*TRABAJO POR HACER*.
**a)** En el texto sobre los maestros que inspiran, ¿por qué se asume que la vía del docente tradicional no ha funcionado? Responde en una a tres oraciones.
**b)** Contesta estas preguntas sobre el texto de los maestros que inspiran:
(i) ¿Qué reconocemos al hacer la pregunta "¿Para qué?"?
(ii) ¿Qué dos tareas debe cumplir el docente aunque sean solo lo básico de su quehacer?
(iii) ¿De qué manera asumen los graduados su posición de ignorancia?

----- TEXTO PARA LEER

Buscamos maestros que inspiren. ¿Para qué? Al hacer la pregunta, reconocemos el problema en nuestro ideal o al menos lo arduo de la búsqueda. De antemano debemos saber que la dificultad en responderla no es la misma a la dificultad en hallar al maestro susodicho. O tal vez la dificultad en responderla descubre la imposibilidad de encontrar un maestro que logre inspirar a sus aprendices. Frecuentemente se dice que el buen maestro no es el que transmite perfectamente los conocimientos o eleva el desempeño del estudiante en el colegio. Ambas tareas el docente debe cumplirlas, lograr que el estudiante se gradúe, pero ellas son únicamente lo básico en su quehacer. El docente tradicional era quien educaba en ese mínimo sentido. Dado el fracaso de las generaciones, asumimos que esa vía no ha funcionado. Los graduados se mantienen ignorantes, una posición asumida plácidamente, y sufrimos impaciencia al no cumplir con las metas del progreso.

----------
----- DATOS APORTADOS

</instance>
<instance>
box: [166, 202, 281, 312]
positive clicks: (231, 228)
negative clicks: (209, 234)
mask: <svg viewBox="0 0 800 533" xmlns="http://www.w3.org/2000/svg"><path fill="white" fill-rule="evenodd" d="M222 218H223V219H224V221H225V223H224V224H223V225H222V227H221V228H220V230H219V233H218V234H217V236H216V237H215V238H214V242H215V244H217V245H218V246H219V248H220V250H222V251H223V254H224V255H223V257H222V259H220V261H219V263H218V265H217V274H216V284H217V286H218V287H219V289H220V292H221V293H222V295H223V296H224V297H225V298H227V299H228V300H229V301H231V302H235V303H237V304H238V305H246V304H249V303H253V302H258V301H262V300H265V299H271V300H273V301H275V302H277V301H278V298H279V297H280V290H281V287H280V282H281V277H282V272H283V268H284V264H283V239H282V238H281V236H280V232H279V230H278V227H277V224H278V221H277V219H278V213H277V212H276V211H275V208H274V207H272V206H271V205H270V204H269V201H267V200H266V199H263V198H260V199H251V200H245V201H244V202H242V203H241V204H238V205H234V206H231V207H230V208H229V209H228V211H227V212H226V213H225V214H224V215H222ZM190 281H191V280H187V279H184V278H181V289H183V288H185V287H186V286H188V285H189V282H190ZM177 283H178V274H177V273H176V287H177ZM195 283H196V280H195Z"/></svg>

----------

*TUS RESPUESTAS*.
**a)** Se asume por el fracaso de las generaciones. Los graduados se mantienen ignorantes, en una posición asumida plácidamente, y sufrimos impaciencia al no cumplir con las metas del progreso.

**b)**
(i) Reconocemos el problema en nuestro ideal o, al menos, lo arduo de la búsqueda.
(ii) Transmitir los conocimientos y elevar el desempeño del estudiante en el colegio.
(iii) La asumen plácidamente.